(Stored items from a collection)
[Start of Attachment]

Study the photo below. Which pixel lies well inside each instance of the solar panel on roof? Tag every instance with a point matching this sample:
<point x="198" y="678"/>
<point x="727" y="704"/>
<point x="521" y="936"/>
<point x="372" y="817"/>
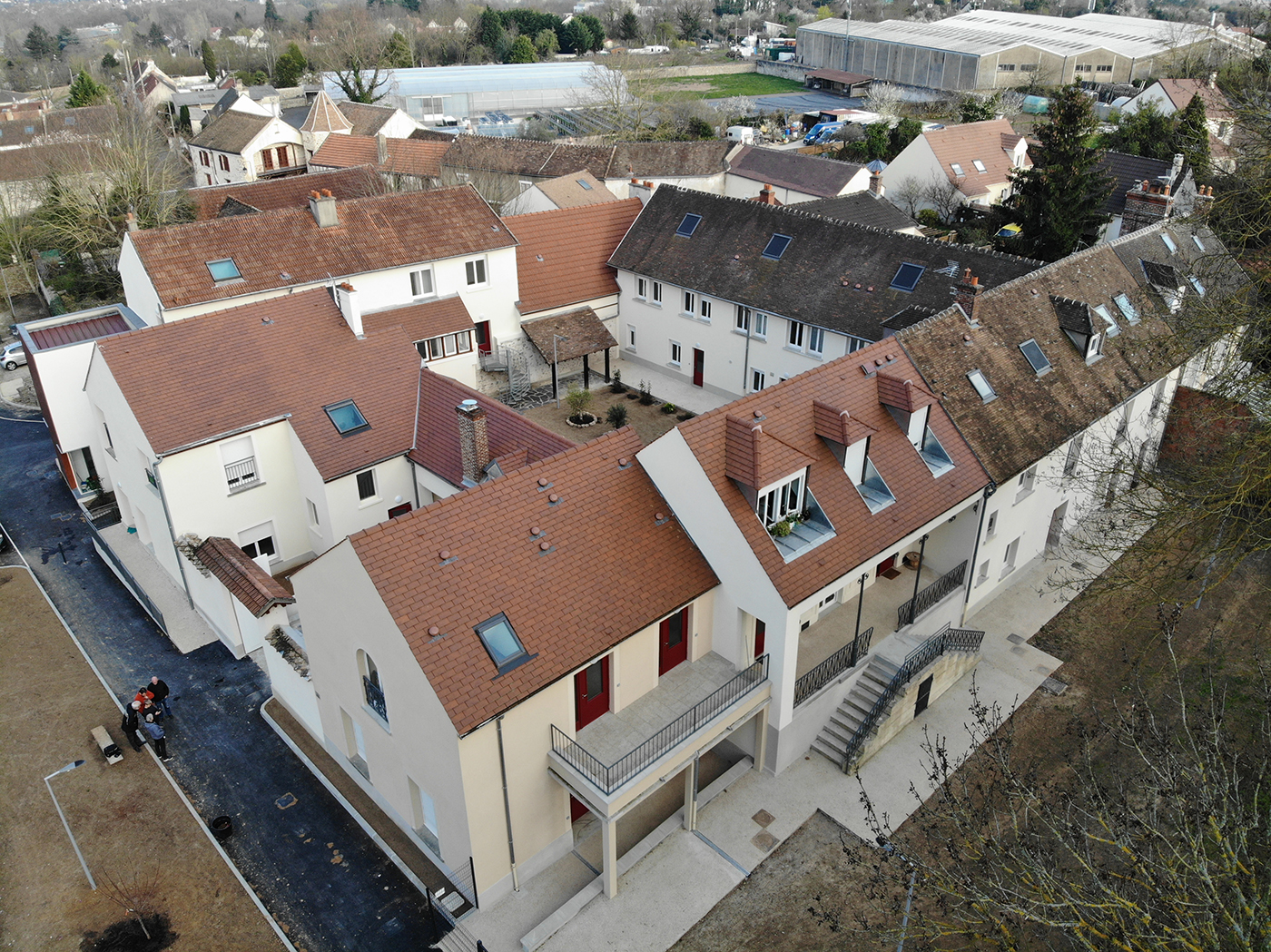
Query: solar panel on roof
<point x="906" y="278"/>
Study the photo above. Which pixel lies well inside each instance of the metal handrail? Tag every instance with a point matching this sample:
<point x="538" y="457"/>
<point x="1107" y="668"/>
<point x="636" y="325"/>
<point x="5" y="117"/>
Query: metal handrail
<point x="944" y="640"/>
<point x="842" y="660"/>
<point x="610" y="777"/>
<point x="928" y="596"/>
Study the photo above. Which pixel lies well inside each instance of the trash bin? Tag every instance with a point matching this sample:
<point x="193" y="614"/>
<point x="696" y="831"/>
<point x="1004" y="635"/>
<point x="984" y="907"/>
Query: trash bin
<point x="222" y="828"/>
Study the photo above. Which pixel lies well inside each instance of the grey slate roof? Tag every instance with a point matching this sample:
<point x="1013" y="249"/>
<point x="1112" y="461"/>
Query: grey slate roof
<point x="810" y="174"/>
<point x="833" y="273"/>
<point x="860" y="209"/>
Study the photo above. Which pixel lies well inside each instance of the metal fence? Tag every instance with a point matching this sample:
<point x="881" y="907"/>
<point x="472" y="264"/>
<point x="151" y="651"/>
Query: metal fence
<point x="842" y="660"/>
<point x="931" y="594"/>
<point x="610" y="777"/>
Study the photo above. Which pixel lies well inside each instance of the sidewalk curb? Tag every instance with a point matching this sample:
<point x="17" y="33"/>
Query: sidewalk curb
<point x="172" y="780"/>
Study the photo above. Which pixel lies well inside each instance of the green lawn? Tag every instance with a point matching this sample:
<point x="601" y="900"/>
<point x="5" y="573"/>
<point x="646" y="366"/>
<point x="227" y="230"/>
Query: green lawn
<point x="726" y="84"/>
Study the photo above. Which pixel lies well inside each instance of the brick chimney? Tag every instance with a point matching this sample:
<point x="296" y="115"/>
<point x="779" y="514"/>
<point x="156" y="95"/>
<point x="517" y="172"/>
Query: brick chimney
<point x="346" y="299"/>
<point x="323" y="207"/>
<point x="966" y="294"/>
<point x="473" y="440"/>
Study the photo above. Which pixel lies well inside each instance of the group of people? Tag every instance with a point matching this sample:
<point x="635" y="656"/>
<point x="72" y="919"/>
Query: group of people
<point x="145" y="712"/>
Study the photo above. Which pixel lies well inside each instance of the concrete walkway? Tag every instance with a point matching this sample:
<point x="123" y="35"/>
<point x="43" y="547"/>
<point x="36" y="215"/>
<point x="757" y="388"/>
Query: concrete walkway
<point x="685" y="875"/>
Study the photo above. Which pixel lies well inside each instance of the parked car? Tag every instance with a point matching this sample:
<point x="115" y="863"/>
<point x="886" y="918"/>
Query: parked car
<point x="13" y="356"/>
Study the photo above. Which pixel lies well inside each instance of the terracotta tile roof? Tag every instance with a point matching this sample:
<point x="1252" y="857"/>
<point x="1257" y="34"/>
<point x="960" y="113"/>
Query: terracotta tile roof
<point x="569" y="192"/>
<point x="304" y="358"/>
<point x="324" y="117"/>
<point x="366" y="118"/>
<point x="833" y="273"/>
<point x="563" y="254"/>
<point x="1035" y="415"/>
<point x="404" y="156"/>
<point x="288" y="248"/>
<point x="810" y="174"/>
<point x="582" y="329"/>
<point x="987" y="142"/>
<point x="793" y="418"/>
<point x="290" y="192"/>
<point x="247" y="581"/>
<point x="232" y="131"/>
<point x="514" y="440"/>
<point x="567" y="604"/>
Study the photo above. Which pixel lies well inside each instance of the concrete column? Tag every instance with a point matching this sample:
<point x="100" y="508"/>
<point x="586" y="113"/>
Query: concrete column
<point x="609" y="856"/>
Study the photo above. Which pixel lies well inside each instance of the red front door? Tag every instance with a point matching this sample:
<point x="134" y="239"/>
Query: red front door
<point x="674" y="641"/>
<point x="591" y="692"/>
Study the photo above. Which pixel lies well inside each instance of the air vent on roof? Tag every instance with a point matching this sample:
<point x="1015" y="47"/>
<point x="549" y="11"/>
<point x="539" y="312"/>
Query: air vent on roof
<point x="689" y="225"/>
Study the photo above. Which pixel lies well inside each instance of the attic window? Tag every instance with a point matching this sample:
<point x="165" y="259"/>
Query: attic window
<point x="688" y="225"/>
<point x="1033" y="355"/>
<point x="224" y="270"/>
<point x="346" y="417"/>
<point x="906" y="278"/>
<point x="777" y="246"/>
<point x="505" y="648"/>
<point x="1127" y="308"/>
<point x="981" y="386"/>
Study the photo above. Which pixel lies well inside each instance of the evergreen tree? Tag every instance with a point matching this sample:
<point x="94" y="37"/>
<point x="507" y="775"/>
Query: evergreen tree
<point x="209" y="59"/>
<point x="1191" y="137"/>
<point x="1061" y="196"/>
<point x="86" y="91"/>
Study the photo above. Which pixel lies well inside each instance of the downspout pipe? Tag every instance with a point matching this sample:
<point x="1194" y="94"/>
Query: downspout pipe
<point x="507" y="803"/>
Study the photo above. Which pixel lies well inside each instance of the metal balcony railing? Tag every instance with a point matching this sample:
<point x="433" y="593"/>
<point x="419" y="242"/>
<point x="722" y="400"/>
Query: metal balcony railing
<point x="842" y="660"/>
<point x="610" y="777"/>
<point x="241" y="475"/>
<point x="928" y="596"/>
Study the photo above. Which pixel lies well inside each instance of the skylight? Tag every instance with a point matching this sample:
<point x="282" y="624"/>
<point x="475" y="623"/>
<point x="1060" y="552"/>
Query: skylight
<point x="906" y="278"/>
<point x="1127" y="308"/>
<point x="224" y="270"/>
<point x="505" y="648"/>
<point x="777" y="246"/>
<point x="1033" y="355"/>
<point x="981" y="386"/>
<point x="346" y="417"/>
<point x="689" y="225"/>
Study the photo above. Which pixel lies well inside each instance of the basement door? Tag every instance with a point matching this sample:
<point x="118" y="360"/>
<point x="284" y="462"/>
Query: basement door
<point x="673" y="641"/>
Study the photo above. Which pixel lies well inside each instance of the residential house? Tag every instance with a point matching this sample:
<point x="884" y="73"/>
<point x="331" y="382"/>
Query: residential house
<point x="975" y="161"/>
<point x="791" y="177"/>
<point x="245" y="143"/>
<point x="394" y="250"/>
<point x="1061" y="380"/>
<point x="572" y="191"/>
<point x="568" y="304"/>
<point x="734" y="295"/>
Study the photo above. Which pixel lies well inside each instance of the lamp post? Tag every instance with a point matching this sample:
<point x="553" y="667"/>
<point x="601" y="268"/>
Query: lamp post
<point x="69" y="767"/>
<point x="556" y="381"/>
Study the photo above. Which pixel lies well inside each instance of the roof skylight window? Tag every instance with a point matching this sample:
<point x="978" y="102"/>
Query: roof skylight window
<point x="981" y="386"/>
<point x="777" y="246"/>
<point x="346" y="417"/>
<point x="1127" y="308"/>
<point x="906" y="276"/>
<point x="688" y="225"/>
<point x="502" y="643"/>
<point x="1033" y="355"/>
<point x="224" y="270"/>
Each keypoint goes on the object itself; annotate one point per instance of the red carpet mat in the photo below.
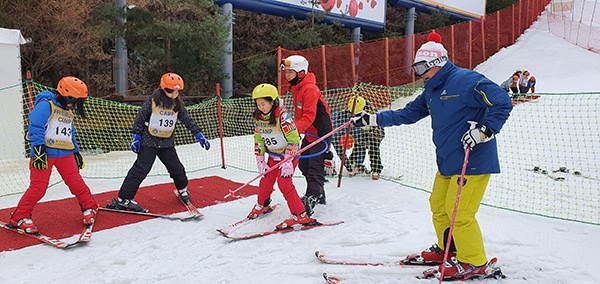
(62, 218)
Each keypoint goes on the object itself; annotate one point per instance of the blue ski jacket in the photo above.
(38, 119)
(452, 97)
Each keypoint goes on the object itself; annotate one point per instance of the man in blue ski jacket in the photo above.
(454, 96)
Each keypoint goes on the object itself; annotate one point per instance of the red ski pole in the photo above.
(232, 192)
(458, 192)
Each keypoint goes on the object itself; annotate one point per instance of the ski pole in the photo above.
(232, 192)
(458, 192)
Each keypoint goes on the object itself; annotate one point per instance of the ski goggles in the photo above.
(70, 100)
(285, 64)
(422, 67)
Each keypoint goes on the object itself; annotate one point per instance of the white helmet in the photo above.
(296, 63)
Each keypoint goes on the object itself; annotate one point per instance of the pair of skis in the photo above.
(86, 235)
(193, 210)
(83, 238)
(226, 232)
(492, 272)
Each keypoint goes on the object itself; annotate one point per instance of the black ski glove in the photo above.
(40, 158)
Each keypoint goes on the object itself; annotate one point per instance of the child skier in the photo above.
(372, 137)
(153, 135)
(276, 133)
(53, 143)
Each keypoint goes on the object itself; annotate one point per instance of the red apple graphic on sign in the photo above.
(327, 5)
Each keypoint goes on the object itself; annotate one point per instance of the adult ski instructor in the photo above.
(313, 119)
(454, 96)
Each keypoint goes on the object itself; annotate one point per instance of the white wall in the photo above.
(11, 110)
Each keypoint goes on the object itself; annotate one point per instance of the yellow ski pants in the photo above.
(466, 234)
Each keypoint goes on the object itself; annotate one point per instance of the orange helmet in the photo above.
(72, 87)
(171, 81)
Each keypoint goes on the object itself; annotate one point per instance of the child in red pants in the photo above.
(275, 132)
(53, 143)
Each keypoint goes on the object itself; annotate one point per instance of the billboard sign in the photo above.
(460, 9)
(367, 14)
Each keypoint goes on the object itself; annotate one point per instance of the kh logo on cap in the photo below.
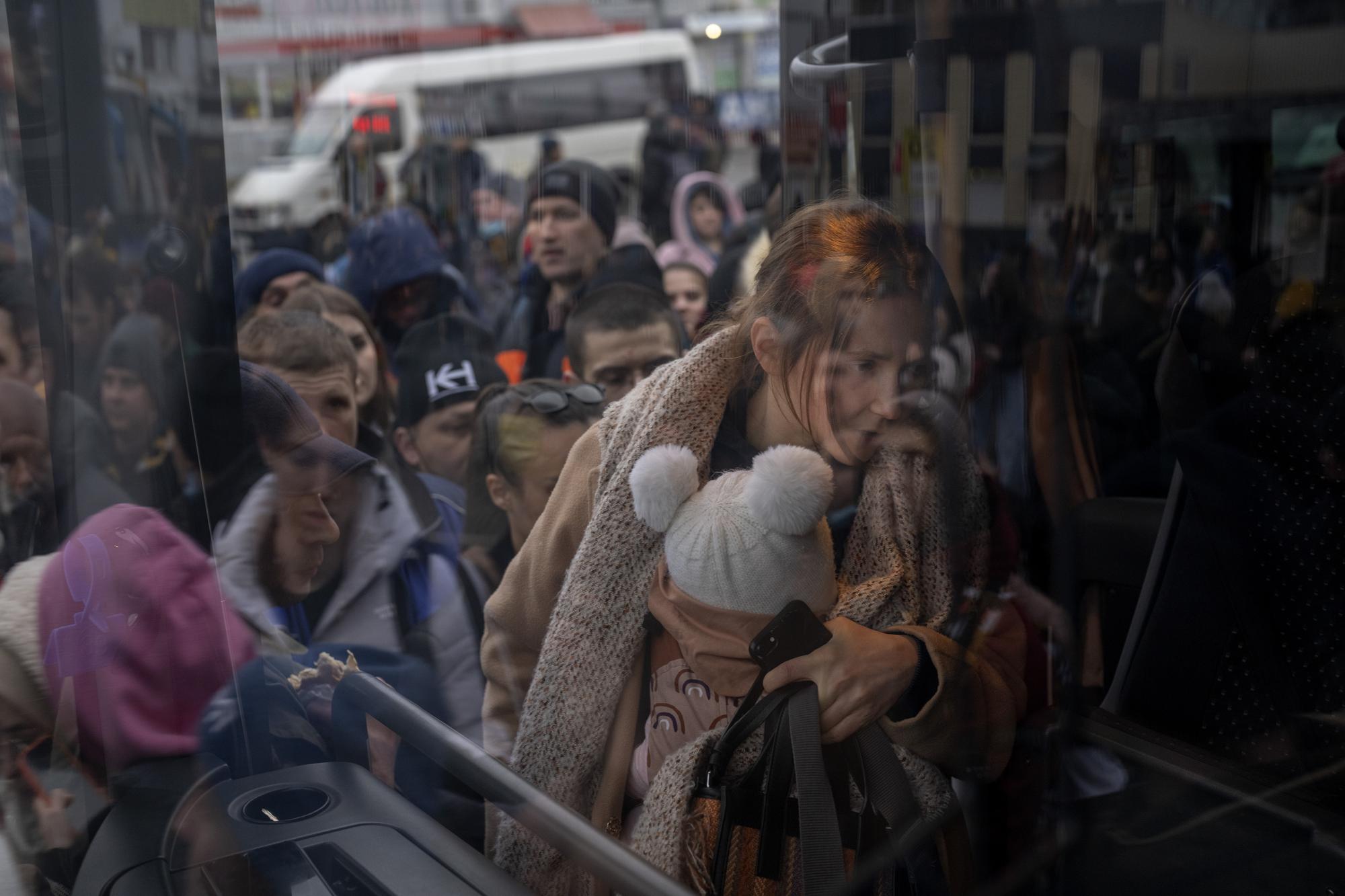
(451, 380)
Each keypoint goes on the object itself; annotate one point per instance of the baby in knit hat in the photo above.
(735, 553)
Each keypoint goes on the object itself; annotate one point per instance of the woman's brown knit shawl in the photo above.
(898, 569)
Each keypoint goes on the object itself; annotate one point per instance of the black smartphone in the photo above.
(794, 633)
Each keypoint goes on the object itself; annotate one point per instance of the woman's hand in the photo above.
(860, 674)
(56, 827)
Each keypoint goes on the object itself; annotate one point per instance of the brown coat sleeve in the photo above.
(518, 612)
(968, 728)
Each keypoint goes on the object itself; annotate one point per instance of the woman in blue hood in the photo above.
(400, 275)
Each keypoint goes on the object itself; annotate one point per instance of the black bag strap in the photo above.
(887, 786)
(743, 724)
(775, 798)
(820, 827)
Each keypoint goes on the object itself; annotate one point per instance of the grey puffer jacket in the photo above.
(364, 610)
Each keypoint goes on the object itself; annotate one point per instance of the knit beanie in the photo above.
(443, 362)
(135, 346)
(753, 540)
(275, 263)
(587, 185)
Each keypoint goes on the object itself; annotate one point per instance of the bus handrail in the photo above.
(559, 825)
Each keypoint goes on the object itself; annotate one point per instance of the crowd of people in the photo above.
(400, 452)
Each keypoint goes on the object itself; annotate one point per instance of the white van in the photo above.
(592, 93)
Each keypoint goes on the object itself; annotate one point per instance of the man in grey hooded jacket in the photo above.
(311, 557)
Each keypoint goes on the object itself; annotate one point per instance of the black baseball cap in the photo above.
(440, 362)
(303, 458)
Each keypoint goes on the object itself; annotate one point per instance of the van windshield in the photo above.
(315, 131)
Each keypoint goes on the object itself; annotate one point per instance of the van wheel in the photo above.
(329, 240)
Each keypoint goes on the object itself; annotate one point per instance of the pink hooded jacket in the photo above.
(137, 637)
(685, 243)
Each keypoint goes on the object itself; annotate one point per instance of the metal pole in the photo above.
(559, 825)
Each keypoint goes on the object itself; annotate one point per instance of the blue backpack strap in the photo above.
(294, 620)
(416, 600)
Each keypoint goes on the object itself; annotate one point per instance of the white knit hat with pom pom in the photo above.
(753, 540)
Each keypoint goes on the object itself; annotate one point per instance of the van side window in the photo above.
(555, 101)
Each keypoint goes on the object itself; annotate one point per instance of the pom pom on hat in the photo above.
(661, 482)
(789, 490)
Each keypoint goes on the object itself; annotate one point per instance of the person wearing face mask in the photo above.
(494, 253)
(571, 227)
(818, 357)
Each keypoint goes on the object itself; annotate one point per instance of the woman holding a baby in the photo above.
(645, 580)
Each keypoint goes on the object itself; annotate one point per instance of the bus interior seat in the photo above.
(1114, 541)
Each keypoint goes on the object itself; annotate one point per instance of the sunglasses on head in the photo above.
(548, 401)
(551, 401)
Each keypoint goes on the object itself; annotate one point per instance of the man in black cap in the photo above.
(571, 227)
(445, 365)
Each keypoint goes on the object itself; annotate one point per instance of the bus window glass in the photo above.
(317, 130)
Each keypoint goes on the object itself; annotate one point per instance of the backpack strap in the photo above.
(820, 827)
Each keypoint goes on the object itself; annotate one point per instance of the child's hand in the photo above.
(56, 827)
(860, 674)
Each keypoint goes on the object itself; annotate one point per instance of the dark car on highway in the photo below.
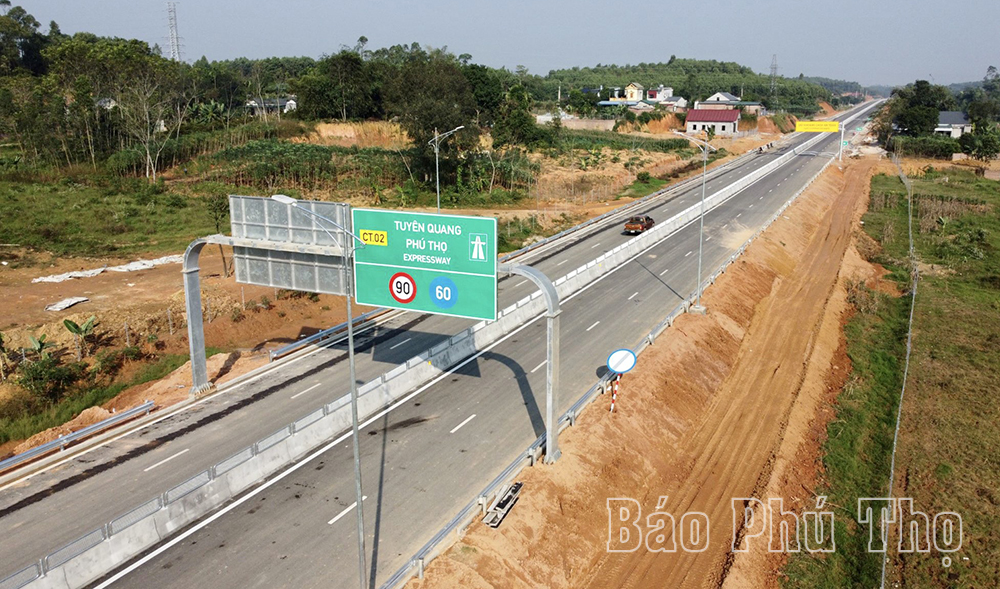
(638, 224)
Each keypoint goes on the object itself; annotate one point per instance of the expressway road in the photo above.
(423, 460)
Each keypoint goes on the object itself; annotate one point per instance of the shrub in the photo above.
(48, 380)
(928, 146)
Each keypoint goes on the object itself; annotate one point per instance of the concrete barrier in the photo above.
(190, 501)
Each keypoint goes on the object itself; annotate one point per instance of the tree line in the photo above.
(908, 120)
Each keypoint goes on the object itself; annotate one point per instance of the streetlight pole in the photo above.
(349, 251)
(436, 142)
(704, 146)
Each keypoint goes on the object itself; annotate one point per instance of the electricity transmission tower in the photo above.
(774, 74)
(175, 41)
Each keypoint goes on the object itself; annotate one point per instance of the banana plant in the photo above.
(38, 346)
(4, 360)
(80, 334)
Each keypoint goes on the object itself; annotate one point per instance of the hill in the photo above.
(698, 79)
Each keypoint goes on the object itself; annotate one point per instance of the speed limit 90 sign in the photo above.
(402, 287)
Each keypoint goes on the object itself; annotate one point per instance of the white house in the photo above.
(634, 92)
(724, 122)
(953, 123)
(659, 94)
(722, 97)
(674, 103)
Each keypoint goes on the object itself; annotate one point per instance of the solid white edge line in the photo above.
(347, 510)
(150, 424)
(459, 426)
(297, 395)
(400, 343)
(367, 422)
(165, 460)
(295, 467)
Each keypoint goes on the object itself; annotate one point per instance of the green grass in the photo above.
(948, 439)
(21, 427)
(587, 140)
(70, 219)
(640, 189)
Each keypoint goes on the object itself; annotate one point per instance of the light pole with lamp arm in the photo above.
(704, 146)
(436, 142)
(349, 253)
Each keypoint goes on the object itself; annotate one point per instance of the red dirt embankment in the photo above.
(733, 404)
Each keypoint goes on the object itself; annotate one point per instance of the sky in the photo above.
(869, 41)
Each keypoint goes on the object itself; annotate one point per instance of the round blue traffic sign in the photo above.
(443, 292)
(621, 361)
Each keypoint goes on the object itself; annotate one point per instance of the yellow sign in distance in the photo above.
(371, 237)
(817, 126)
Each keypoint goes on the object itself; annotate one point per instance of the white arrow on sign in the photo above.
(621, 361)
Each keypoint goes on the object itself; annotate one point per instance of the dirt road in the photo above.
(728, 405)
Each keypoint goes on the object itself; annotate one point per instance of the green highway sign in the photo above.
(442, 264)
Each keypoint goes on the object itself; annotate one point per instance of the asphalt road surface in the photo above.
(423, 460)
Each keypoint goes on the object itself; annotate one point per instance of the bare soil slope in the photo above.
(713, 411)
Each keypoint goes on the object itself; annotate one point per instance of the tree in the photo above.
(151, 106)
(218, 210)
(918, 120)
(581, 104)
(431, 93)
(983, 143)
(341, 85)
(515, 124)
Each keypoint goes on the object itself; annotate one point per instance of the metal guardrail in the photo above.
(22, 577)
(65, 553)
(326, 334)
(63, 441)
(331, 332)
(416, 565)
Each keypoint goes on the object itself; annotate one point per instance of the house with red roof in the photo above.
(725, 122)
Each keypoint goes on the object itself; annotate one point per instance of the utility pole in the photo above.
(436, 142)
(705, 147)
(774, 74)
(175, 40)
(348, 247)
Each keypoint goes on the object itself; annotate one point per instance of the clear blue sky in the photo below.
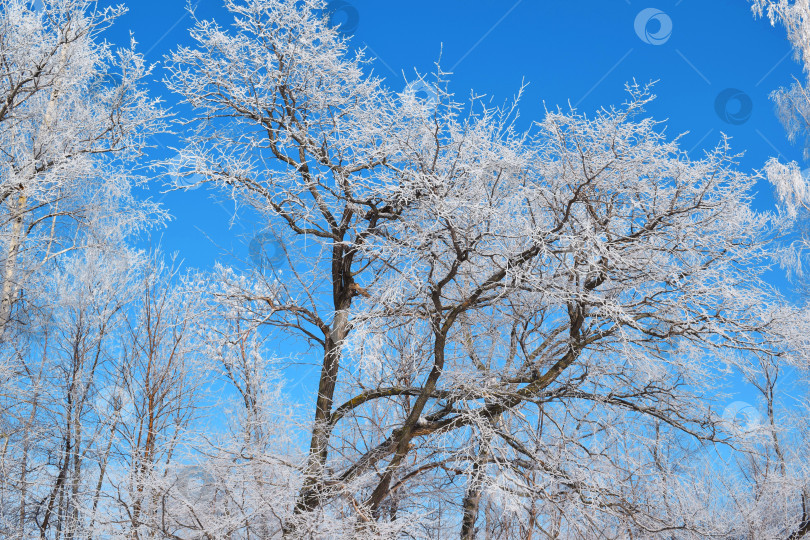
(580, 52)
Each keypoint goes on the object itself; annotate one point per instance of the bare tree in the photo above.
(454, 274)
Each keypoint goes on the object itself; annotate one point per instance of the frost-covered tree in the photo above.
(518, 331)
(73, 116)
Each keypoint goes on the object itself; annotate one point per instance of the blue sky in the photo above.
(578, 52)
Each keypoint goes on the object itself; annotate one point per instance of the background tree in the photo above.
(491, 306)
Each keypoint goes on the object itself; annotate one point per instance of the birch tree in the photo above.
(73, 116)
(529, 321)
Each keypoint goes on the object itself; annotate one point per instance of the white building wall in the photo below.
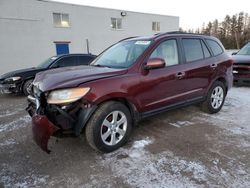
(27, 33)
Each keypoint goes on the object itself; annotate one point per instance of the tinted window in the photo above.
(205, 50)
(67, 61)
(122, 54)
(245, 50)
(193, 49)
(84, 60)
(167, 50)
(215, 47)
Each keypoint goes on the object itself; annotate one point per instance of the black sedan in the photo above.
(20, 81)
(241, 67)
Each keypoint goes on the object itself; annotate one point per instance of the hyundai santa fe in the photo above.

[End of Attachment]

■ TASK DIRECTIONS
From the line containing "tinted window in the photo above." to the last line of the records above, please write out every line exactly and add nothing.

■ WRITTEN REPLY
Each keypoint goes on the object itself; annotate one point per instance of the tinted window in the photo above.
(205, 50)
(67, 61)
(122, 54)
(245, 50)
(193, 49)
(84, 60)
(167, 50)
(215, 47)
Each keypoint goes on the object itself; annotate one point per instance of the black sedan in the photo above.
(20, 81)
(241, 67)
Each keypoint goes on the object itself; annotate one point per instance of the hyundai santa fe in the photo above.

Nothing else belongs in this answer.